With no omissions, write out every record given below.

=== Records shown ===

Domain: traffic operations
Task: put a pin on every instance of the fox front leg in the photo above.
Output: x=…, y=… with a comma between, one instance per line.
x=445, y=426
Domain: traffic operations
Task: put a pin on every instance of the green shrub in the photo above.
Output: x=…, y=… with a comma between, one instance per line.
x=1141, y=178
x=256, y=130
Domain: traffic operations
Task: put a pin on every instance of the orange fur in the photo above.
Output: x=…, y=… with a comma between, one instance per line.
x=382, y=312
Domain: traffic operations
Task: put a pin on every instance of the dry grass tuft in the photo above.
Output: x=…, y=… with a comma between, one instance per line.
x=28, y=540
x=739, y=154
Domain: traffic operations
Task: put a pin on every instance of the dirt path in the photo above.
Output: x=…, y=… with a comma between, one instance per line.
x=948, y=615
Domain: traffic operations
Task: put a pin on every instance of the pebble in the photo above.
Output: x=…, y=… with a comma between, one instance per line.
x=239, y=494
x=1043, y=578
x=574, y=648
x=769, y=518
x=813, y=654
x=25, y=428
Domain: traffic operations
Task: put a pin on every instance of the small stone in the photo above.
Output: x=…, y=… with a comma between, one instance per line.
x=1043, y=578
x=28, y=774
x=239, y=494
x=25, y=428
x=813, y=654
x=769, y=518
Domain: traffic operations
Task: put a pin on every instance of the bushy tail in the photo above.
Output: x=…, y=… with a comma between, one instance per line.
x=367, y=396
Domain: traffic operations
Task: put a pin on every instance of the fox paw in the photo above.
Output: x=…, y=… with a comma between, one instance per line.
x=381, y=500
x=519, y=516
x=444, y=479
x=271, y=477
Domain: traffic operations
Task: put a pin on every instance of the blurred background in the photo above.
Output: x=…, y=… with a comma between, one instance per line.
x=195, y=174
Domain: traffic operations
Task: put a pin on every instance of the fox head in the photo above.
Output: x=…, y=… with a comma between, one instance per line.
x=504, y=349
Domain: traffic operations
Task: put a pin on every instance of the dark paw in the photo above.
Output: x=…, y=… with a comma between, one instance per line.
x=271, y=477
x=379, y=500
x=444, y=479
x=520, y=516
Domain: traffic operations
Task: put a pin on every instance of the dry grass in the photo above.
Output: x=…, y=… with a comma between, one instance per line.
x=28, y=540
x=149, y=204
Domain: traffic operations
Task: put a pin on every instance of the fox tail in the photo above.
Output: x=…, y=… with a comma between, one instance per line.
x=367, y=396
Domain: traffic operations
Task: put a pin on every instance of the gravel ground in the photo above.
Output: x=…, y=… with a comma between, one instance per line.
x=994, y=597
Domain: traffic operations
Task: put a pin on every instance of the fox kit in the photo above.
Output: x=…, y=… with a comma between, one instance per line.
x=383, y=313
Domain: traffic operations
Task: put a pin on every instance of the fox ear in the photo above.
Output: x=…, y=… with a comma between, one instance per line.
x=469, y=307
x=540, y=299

===

Expected output:
Domain: traffic operations
Task: put a pin on every instance of the fox front leg in the photo above.
Output: x=…, y=… with a comma between, one instance per line.
x=445, y=426
Domain: traffic operations
Task: put a pin on every instance of the green shrub in the photo above.
Output: x=…, y=… with a comma between, one instance per line.
x=1141, y=178
x=256, y=130
Domain: traffic operations
Task: put a pin on every instance of the orange fur in the photo above.
Output: x=…, y=… with a comma between, one instance per line.
x=382, y=312
Domain: traffic operations
Task: put a pin on every instance of the dry grass tuft in the photo above.
Output: x=…, y=… with a comma between, one instance per line.
x=28, y=540
x=739, y=154
Domain: traffic operations
Task: put a pin on every instance of the dirt path in the photo above.
Output: x=…, y=… with a comma between, one instance per line.
x=948, y=615
Domain: traffic operations
Task: put a pin on every instance of the pebble in the photo above.
Output: x=…, y=… with a comma between, one instance per line.
x=239, y=494
x=1043, y=578
x=574, y=648
x=769, y=518
x=813, y=654
x=25, y=428
Domain: traffic operations
Task: put a pin on every instance of the small stone in the photo above.
Output: x=…, y=… with a comma between, one instance per line.
x=1043, y=578
x=28, y=774
x=239, y=494
x=25, y=428
x=813, y=654
x=769, y=518
Domain: traffic operations
Task: put a pin on every instance of the bushy tail in the photo above.
Output: x=…, y=… with a comma between, one instance per line.
x=367, y=396
Domain: traffic operations
Task: put a pin on every instance of the fox paw in the photo above.
Output: x=…, y=… with a comma between, one instance per line.
x=381, y=500
x=519, y=516
x=444, y=479
x=271, y=477
Domain: traffic operations
Task: put a pin on every instance of the blurred background in the photo above.
Output: x=…, y=… with a comma between, one instance per line.
x=195, y=174
Domain: traffic operations
Task: put a pin on every instance of the fox head in the photo above.
Output: x=…, y=… with a comma between, one instance per line.
x=504, y=349
Domain: traffic operations
Task: put a pin on every instance of the dark paw in the photo above.
Output: x=…, y=… with a comma between, one instance per line.
x=271, y=477
x=379, y=500
x=444, y=479
x=520, y=516
Domain: traffic operations
Task: put a pin on every instance of the dry grass in the photo above.
Output: x=…, y=… with a comma between, one instance per line.
x=28, y=540
x=149, y=204
Domain: traffic operations
Task: put a pin on every instance of the fox tail in the photo above.
Output: x=…, y=… with a comma between, one instance per line.
x=367, y=396
Domain: traffic operations
Task: put a pin on every instance of the gravel ground in the photo above.
Output: x=…, y=… with a comma between, one instance per line.
x=994, y=597
Domain: traffic operations
Task: put a pin on every instance of the fox kit in the photo above.
Output: x=…, y=… with a comma between, one instance per line.
x=383, y=313
Domain: traffic operations
Task: put a pin on every instance of the fox ear in the photo above.
Output: x=…, y=… with a comma between, one instance per line.
x=469, y=307
x=540, y=299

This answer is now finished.